→ **Task directions**: Produce a verbatim transcription of the records below, beginning at the line containing "Would you say there is any yellow metal" and ending at the final line; include only those lines.
● ● ● ● ● ● ●
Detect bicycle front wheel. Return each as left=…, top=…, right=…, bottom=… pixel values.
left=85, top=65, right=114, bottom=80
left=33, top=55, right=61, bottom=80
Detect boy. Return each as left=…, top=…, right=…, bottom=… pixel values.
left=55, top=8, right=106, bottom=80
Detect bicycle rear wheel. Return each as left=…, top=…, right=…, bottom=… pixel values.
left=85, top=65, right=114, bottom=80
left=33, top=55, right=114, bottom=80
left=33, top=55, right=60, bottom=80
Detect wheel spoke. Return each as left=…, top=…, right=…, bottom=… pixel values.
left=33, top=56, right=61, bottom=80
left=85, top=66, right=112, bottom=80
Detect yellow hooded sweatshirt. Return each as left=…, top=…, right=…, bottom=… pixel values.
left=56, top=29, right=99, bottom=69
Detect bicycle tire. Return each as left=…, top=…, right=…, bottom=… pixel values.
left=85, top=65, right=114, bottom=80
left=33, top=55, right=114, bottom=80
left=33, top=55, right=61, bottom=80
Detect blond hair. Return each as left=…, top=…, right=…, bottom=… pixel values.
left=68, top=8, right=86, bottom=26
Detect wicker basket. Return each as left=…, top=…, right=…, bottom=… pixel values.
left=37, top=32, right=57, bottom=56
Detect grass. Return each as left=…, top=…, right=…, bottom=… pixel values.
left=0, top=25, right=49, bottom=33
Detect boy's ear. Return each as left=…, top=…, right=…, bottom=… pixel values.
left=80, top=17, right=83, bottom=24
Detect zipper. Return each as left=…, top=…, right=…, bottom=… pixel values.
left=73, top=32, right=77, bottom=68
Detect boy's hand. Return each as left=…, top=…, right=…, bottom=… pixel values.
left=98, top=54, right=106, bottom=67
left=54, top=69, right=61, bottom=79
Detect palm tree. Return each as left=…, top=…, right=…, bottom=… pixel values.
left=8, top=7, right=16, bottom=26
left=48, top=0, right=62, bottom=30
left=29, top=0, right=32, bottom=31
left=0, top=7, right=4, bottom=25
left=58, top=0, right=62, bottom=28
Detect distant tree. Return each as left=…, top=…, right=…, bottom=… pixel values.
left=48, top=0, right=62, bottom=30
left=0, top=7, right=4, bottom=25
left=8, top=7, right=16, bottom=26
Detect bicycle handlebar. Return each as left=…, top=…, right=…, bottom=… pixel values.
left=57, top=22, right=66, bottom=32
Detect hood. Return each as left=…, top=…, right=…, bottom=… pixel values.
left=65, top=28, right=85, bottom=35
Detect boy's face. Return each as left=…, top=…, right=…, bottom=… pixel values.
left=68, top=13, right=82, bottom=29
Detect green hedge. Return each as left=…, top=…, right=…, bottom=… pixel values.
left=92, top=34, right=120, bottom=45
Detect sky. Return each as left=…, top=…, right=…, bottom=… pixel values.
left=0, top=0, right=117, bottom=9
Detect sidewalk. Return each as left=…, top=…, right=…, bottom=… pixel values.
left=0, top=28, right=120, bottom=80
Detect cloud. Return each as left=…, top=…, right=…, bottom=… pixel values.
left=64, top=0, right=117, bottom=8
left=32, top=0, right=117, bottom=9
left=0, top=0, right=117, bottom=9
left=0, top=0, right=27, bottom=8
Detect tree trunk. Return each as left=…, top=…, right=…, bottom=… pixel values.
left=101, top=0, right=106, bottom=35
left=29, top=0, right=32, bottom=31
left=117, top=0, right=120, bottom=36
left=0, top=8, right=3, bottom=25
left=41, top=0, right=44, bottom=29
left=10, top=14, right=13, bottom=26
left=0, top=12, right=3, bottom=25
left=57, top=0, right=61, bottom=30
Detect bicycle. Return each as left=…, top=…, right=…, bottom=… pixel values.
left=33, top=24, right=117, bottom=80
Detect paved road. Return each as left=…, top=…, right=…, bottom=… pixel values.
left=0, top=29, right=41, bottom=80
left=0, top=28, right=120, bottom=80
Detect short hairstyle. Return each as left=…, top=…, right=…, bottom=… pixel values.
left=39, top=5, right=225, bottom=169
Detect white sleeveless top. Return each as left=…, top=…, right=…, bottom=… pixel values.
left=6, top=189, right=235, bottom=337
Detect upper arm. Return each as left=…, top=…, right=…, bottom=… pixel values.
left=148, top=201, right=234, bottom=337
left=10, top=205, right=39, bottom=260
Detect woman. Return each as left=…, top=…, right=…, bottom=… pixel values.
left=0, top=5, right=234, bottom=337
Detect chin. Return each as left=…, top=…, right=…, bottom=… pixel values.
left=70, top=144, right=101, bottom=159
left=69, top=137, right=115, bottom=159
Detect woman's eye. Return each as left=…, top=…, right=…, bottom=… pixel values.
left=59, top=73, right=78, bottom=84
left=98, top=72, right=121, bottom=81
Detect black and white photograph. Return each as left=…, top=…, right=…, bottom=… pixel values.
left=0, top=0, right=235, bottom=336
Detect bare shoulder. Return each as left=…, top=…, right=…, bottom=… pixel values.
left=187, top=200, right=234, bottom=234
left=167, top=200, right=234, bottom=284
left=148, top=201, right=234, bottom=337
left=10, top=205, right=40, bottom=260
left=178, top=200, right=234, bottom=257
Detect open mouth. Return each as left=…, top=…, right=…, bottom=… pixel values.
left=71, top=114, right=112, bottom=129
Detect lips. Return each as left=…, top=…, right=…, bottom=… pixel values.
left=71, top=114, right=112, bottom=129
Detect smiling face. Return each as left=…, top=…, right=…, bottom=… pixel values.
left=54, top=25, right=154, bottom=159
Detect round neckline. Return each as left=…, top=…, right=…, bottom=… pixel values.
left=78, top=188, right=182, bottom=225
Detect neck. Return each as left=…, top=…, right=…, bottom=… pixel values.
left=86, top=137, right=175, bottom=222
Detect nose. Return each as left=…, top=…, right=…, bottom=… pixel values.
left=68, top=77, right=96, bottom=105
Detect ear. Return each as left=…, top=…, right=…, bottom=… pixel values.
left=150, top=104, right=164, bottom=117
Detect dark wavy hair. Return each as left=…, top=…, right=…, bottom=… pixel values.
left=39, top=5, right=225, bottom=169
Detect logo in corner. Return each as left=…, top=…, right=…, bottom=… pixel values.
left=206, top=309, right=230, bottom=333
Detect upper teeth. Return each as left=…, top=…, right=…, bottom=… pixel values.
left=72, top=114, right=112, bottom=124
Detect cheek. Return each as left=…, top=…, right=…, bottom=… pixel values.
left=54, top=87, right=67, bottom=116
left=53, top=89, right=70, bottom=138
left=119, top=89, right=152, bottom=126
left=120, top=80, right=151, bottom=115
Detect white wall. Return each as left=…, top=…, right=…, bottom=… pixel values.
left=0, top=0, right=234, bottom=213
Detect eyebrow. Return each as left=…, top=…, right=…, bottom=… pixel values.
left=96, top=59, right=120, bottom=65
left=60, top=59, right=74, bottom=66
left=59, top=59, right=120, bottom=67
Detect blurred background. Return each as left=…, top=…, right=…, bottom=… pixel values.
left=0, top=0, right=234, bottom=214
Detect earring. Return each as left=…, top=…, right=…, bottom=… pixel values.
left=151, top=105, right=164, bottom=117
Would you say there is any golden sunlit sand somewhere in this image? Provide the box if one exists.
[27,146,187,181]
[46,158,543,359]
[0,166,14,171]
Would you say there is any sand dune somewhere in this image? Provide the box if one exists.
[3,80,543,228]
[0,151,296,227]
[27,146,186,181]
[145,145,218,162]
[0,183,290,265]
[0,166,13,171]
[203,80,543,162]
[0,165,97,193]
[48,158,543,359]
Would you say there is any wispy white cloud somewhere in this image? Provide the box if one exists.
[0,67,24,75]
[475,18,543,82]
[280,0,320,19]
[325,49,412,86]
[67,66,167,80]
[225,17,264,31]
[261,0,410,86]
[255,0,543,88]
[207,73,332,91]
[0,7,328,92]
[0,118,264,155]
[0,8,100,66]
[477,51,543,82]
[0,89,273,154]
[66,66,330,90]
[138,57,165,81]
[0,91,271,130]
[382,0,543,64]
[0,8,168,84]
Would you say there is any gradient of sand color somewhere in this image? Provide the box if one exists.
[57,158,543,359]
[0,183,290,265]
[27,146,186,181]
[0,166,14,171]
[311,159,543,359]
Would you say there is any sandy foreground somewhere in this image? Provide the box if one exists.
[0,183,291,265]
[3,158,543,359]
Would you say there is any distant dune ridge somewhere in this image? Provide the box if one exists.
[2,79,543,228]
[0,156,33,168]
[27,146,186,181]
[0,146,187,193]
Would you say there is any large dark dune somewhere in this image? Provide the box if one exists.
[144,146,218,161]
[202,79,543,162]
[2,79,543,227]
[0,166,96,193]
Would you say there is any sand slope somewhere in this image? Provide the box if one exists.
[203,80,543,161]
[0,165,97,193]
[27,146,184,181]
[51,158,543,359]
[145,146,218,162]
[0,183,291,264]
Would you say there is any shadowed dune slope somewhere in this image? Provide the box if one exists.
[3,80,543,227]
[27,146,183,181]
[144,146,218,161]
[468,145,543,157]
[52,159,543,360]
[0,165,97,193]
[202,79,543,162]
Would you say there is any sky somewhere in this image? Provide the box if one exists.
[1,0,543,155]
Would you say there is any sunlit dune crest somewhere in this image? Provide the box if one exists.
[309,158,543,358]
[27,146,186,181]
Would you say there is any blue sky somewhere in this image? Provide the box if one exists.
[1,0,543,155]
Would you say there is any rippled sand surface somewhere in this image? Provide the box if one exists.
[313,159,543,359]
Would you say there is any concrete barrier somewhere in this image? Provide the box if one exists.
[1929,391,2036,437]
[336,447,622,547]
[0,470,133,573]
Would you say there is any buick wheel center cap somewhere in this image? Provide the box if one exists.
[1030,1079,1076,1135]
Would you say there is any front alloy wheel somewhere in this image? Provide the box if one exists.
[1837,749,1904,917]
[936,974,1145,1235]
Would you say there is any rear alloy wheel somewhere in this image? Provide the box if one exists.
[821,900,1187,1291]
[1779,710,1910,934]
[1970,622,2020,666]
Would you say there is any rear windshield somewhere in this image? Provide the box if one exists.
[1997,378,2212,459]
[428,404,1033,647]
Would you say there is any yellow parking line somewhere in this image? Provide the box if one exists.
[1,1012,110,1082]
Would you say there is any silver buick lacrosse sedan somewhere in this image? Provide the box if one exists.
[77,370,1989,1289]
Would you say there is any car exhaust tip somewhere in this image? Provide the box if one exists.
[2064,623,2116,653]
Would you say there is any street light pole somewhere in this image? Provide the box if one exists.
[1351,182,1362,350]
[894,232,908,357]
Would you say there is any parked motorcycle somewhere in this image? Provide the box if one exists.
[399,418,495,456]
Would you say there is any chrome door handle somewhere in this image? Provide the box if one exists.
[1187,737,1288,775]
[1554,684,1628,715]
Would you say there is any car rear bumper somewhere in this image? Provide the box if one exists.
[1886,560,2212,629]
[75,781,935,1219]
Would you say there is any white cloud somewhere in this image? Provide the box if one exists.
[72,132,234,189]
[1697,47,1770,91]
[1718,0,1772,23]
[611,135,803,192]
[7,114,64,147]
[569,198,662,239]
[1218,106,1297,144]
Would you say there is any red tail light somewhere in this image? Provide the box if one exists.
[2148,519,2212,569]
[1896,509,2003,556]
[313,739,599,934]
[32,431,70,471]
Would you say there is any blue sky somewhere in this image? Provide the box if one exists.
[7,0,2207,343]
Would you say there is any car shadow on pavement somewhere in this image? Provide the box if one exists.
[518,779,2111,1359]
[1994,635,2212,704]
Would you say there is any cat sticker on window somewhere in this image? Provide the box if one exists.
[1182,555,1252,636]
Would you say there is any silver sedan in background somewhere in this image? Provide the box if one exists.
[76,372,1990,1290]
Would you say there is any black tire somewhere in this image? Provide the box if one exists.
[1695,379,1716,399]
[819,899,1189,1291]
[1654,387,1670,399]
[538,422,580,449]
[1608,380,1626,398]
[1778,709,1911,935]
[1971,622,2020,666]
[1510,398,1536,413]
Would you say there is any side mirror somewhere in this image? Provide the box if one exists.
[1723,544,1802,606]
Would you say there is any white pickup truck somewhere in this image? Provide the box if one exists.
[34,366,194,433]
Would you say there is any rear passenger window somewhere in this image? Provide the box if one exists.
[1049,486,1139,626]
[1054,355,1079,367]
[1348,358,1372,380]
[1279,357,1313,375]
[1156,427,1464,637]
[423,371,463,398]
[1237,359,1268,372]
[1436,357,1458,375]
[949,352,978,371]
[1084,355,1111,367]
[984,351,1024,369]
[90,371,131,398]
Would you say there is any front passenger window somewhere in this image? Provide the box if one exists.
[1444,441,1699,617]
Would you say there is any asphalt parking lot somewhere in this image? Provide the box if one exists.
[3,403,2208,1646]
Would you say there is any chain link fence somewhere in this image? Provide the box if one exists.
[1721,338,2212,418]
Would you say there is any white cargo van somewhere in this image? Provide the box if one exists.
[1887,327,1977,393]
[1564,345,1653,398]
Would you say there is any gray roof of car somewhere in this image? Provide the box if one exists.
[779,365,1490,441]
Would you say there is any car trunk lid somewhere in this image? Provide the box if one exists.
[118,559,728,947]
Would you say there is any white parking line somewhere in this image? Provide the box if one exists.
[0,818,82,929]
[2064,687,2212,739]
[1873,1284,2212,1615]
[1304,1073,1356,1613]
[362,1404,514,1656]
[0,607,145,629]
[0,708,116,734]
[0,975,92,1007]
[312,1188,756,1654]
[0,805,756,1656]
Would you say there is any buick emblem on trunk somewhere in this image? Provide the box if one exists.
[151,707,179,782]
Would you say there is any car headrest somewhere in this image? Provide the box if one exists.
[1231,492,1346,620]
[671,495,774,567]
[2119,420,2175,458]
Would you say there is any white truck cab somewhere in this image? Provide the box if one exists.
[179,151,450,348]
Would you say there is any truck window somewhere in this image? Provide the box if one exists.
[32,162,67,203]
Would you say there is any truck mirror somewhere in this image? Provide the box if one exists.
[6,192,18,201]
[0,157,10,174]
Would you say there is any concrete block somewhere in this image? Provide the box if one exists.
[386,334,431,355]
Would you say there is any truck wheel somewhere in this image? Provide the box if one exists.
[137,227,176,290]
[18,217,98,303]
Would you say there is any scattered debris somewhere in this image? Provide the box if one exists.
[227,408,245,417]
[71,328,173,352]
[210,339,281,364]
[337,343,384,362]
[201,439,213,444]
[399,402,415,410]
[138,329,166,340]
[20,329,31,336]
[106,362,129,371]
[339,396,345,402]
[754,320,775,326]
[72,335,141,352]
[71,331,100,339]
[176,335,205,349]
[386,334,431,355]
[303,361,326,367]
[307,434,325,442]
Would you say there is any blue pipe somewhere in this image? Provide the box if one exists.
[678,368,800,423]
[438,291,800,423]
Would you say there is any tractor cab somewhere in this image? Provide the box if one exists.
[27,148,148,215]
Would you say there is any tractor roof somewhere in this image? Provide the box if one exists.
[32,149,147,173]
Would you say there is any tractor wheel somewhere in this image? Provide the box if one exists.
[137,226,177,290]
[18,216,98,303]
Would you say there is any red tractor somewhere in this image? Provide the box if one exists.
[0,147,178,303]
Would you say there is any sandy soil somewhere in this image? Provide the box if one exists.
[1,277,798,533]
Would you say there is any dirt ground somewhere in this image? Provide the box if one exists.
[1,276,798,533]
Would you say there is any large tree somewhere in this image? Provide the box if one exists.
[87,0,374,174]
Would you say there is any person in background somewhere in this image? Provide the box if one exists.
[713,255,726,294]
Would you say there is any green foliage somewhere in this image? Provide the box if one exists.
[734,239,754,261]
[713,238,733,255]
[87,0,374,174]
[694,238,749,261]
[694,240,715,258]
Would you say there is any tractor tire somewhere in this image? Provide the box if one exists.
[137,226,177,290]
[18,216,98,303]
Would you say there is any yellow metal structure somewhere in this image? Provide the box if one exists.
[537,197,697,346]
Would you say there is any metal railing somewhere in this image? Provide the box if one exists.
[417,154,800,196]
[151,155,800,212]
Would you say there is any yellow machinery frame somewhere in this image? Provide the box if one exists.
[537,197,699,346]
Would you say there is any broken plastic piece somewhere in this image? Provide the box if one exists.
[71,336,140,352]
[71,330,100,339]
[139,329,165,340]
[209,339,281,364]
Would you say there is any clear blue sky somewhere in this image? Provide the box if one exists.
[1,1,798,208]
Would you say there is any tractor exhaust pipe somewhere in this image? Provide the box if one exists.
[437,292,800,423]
● ● ● ● ● ● ●
→ **Answer section**:
Would you say there is any yellow metal structure somewhere in this image? Provide the box if one exists.
[537,197,697,346]
Would you say there is any metal railing somewhere in this image? Provide the box if one exists.
[417,154,800,196]
[151,155,800,212]
Would you say there is any yellow machinery frame somewhere in this image? Provide the box if one exists.
[537,197,699,346]
Would you say there is any broken plastic piece somewhere in this image? Provide the box if one exists.
[71,336,140,352]
[71,330,100,339]
[139,329,165,340]
[209,339,281,364]
Would you say there is any clear blue sky somewhere in this image? Provide the box if one exists.
[1,1,798,208]
Would you say there is any tractor exhaust pipe somewhere in this image? Provide the box if one exists.
[437,292,800,423]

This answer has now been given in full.